◆ What needs to be done ◆
Word for word, copy the records that follow.
━━━━━━━━━━
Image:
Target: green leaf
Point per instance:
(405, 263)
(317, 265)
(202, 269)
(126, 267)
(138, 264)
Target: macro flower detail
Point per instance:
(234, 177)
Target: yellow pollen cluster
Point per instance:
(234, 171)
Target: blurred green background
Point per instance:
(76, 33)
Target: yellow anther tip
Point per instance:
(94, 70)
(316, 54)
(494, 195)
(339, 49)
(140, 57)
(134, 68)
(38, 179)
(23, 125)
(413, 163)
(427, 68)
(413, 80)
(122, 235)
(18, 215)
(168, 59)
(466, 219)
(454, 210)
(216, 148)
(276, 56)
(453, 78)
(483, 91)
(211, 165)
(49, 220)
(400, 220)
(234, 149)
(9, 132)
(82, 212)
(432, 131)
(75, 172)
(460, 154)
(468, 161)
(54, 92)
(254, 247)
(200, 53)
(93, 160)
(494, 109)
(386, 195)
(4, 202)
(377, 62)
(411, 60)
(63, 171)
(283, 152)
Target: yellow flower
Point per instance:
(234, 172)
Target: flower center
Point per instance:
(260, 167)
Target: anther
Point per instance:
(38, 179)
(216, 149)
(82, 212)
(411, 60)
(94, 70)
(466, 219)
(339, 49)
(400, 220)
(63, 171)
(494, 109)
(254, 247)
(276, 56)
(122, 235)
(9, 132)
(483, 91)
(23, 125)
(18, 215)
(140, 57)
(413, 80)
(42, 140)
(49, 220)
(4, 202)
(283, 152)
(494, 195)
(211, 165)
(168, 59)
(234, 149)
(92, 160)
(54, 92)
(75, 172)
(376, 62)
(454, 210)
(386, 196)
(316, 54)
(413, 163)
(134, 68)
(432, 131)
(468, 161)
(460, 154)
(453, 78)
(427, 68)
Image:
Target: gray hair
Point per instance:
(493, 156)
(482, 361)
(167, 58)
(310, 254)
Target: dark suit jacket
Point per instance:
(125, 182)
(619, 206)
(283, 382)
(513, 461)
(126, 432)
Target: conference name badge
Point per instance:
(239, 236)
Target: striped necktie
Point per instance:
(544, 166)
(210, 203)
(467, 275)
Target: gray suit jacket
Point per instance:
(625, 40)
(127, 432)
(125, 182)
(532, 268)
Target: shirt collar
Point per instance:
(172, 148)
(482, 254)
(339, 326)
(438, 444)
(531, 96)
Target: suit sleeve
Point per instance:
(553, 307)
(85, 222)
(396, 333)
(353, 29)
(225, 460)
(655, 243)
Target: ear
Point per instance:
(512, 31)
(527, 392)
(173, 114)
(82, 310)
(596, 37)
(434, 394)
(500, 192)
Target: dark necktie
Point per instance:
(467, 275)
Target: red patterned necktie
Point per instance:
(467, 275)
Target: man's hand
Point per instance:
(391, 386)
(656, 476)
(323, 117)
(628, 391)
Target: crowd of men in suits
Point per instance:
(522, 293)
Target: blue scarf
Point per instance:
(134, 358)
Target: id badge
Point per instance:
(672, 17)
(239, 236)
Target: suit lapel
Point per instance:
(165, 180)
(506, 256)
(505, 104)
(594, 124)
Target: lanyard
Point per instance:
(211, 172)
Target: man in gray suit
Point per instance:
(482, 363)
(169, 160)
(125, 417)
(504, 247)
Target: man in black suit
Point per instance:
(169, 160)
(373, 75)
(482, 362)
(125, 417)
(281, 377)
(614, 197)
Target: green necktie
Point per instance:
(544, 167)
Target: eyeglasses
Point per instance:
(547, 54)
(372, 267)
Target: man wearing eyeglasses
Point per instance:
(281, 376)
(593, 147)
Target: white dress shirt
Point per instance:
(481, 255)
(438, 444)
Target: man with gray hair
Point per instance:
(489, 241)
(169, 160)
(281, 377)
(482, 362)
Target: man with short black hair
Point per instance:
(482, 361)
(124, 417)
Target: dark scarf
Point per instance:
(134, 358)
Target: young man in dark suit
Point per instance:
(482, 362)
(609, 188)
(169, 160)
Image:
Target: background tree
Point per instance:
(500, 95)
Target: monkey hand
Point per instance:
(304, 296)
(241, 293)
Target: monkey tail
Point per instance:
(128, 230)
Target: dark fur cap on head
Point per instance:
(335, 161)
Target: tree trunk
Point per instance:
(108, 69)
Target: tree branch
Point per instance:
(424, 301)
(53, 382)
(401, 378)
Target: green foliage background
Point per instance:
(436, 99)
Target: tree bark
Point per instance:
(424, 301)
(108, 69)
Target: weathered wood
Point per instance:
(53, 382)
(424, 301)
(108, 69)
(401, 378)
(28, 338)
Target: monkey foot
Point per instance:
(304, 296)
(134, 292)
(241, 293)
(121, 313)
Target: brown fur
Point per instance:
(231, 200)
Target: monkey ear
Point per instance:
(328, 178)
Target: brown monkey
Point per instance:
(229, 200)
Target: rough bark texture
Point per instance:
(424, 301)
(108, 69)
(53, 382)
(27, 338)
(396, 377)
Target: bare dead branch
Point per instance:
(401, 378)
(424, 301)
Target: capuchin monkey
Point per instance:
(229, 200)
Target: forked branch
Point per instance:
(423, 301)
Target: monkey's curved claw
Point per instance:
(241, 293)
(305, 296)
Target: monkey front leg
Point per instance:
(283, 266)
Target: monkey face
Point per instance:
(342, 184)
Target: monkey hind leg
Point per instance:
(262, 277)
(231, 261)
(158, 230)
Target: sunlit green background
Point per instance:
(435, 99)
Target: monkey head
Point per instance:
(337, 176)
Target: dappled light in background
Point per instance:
━━━━━━━━━━
◆ Response ◆
Image:
Target: green leaf
Point per instance:
(405, 263)
(317, 265)
(202, 269)
(126, 267)
(138, 264)
Target: macro flower detail
Point per instance:
(234, 177)
Target: yellow pollen cluster
Point per instance:
(234, 171)
Target: blurred green background
Point per instance:
(76, 33)
Target: yellow anther tip
Point per instance:
(94, 70)
(316, 54)
(494, 195)
(339, 49)
(140, 57)
(134, 68)
(38, 179)
(23, 125)
(413, 163)
(427, 68)
(413, 80)
(122, 235)
(18, 215)
(168, 59)
(466, 219)
(454, 210)
(216, 148)
(276, 56)
(453, 78)
(483, 91)
(211, 165)
(49, 220)
(400, 220)
(234, 149)
(9, 132)
(82, 212)
(432, 131)
(75, 172)
(460, 154)
(468, 161)
(54, 92)
(254, 247)
(200, 53)
(93, 160)
(494, 109)
(386, 195)
(4, 202)
(377, 62)
(411, 60)
(63, 171)
(283, 152)
Target: yellow flower
Point per instance:
(234, 172)
Target: flower center
Point per instance:
(260, 167)
Target: anther
Point per instance:
(38, 179)
(216, 149)
(82, 212)
(411, 60)
(94, 70)
(466, 219)
(339, 49)
(400, 220)
(63, 171)
(494, 109)
(254, 247)
(276, 56)
(122, 235)
(9, 132)
(483, 91)
(23, 125)
(18, 215)
(140, 57)
(413, 80)
(42, 140)
(49, 220)
(4, 202)
(283, 152)
(494, 195)
(211, 165)
(168, 59)
(234, 149)
(92, 160)
(54, 92)
(75, 172)
(376, 62)
(454, 210)
(386, 196)
(316, 54)
(413, 163)
(134, 68)
(432, 131)
(468, 161)
(460, 154)
(453, 78)
(427, 68)
Image:
Target: gray hair
Point per instance:
(493, 156)
(482, 361)
(167, 58)
(310, 254)
Target: dark suit jacket
Point per instance:
(125, 182)
(619, 206)
(283, 382)
(513, 461)
(126, 432)
Target: conference name badge
Point per instance:
(239, 236)
Target: striped necktie
Point per instance:
(544, 166)
(210, 203)
(467, 275)
Target: gray suit jacket
Point per instance:
(625, 40)
(127, 432)
(125, 182)
(532, 268)
Target: shirt collar
Point per instance:
(172, 148)
(482, 254)
(339, 326)
(438, 444)
(531, 96)
Target: suit sleeve
Point per instance:
(553, 307)
(85, 222)
(396, 333)
(353, 29)
(225, 460)
(655, 243)
Target: ear
Point per instance:
(512, 31)
(527, 392)
(173, 114)
(82, 310)
(596, 37)
(434, 394)
(500, 192)
Target: dark necktie
Point per instance:
(467, 275)
Target: red patterned necktie
Point per instance:
(467, 275)
Target: man's hand
Point per instance:
(391, 386)
(656, 476)
(323, 117)
(628, 391)
Target: crowd of men in suits
Point per instance:
(522, 293)
Target: blue scarf
Point per instance:
(134, 358)
Target: id badge
Point per instance:
(672, 17)
(239, 236)
Target: suit lapel
Point per instance:
(165, 180)
(506, 256)
(505, 104)
(594, 124)
Target: lanyard
Point per instance:
(211, 172)
Target: man in gray suit
Point per instance:
(482, 363)
(169, 160)
(125, 417)
(504, 247)
Target: man in black suit
Point per instance:
(169, 160)
(373, 75)
(482, 362)
(125, 417)
(281, 377)
(614, 197)
Target: green necktie
Point per instance:
(544, 167)
Target: eyeglasses
Point per instance:
(547, 54)
(372, 267)
Target: man wearing eyeglasses
Point per instance:
(281, 376)
(593, 147)
Target: white dress shirt
Point per instance:
(481, 255)
(438, 444)
Target: man with gray hair
Point per instance:
(489, 241)
(169, 160)
(281, 377)
(482, 362)
Target: man with short black hair
Point per instance:
(482, 361)
(124, 417)
Target: dark scarf
Point per instance:
(134, 358)
Target: young man in dark suit
Point per instance:
(482, 362)
(609, 188)
(169, 160)
Image:
Target: background tree
Point per instance:
(500, 95)
Target: monkey hand
Point per instance:
(304, 296)
(241, 293)
Target: monkey tail
Point per instance:
(128, 230)
Target: dark fur cap on head
Point per instance:
(335, 161)
Target: tree trunk
Point per instance:
(108, 69)
Target: tree branch
Point per instance:
(424, 301)
(53, 382)
(401, 378)
Target: green foliage background
Point per instance:
(436, 99)
Target: tree bark
Point per instance:
(424, 301)
(108, 69)
Target: weathered wood
Point per instance:
(53, 382)
(424, 301)
(108, 69)
(401, 378)
(28, 338)
Target: monkey foot
Point per instance:
(304, 296)
(134, 292)
(241, 293)
(121, 313)
Target: brown fur
Point per instance:
(231, 200)
Target: monkey ear
Point per instance:
(328, 178)
Target: brown monkey
Point per instance:
(229, 200)
Target: rough bark texture
Point per instance:
(424, 301)
(108, 69)
(53, 382)
(27, 338)
(396, 377)
Target: bare dead branch
Point per instance:
(401, 378)
(424, 301)
Target: capuchin monkey
Point per instance:
(229, 200)
Target: forked branch
Point per instance:
(423, 301)
Target: monkey's curved claw
Point per instance:
(241, 293)
(305, 296)
Target: monkey front leg
Point per instance:
(283, 266)
Target: monkey face
Point per instance:
(342, 184)
Target: monkey hind leg
Point per instance:
(262, 277)
(231, 261)
(158, 230)
Target: sunlit green background
Point per instance:
(435, 99)
Target: monkey head
Point per instance:
(337, 176)
Target: dappled light in background
Point per instance:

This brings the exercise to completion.